(Segmentation annotation records)

>> START

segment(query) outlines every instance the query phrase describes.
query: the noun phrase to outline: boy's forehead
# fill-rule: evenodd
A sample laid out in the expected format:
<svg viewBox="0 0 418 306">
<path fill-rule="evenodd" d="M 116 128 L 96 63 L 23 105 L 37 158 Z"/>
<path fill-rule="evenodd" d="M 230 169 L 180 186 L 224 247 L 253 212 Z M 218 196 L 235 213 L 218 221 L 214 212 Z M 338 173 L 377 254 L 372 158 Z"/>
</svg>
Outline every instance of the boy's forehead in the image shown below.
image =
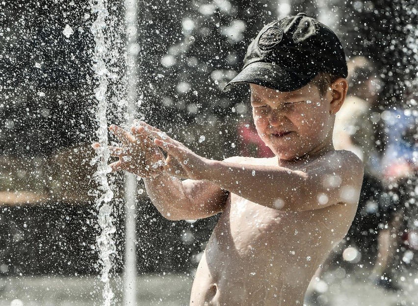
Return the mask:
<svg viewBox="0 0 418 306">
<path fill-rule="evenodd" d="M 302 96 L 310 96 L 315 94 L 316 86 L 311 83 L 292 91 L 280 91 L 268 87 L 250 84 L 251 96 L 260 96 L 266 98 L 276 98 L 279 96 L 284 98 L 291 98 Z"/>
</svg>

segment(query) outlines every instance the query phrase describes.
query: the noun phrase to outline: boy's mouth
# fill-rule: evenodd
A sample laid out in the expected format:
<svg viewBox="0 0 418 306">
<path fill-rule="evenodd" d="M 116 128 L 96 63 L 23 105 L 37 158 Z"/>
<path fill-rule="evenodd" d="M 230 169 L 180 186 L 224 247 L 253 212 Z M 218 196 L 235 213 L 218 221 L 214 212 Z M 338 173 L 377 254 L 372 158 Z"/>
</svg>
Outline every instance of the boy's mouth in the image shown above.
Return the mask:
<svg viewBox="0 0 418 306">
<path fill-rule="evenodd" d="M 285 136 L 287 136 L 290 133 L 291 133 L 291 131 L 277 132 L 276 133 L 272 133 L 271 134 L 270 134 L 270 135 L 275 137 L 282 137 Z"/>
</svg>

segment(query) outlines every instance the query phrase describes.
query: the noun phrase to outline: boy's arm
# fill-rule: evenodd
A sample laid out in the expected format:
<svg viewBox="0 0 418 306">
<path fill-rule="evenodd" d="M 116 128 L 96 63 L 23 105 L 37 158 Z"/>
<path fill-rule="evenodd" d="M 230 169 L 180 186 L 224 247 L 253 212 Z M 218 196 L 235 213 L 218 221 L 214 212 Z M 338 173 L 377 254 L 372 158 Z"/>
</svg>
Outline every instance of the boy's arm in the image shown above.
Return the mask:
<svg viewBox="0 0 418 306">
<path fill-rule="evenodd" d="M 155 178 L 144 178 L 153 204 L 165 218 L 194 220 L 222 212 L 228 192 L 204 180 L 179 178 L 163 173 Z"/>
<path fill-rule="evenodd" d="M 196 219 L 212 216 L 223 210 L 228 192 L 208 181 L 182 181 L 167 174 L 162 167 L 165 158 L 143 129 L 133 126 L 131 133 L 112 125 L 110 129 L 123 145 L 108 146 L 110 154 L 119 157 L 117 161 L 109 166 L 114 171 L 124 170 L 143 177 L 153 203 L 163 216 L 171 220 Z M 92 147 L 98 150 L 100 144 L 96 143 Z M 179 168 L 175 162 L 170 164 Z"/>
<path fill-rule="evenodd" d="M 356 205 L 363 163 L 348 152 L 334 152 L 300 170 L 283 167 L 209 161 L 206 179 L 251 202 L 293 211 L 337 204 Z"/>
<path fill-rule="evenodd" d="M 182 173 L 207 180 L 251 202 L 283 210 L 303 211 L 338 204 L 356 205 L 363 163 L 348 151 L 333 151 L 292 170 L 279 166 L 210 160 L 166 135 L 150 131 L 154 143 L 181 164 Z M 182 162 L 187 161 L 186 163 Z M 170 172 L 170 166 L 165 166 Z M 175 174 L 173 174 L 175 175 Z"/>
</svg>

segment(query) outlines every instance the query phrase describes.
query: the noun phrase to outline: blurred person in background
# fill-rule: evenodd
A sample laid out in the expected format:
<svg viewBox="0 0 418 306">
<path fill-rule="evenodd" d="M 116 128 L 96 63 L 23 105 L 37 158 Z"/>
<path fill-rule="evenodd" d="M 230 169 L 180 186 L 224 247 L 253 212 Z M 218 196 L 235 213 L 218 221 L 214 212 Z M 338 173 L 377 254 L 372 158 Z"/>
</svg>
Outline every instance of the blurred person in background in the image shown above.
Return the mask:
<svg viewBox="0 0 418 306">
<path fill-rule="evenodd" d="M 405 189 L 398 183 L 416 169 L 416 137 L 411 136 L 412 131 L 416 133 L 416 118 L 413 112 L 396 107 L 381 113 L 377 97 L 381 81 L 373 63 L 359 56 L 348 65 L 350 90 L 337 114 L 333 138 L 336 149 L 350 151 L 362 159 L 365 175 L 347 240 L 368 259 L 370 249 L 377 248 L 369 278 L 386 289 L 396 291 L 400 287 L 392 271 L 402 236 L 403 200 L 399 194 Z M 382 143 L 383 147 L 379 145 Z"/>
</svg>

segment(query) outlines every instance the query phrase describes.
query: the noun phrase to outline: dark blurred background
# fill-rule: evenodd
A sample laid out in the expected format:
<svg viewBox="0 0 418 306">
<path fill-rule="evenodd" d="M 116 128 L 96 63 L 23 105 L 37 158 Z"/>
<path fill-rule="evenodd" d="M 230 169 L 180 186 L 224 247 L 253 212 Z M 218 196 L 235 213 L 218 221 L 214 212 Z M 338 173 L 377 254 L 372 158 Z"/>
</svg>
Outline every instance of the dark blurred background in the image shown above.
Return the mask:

>> END

What is required »
Pull out every line of the material above that contains the word "person", matching case exactly.

Exercise output »
query: the noun phrase to outline: blurred person in background
Outline every instance of the blurred person in background in the image shown above.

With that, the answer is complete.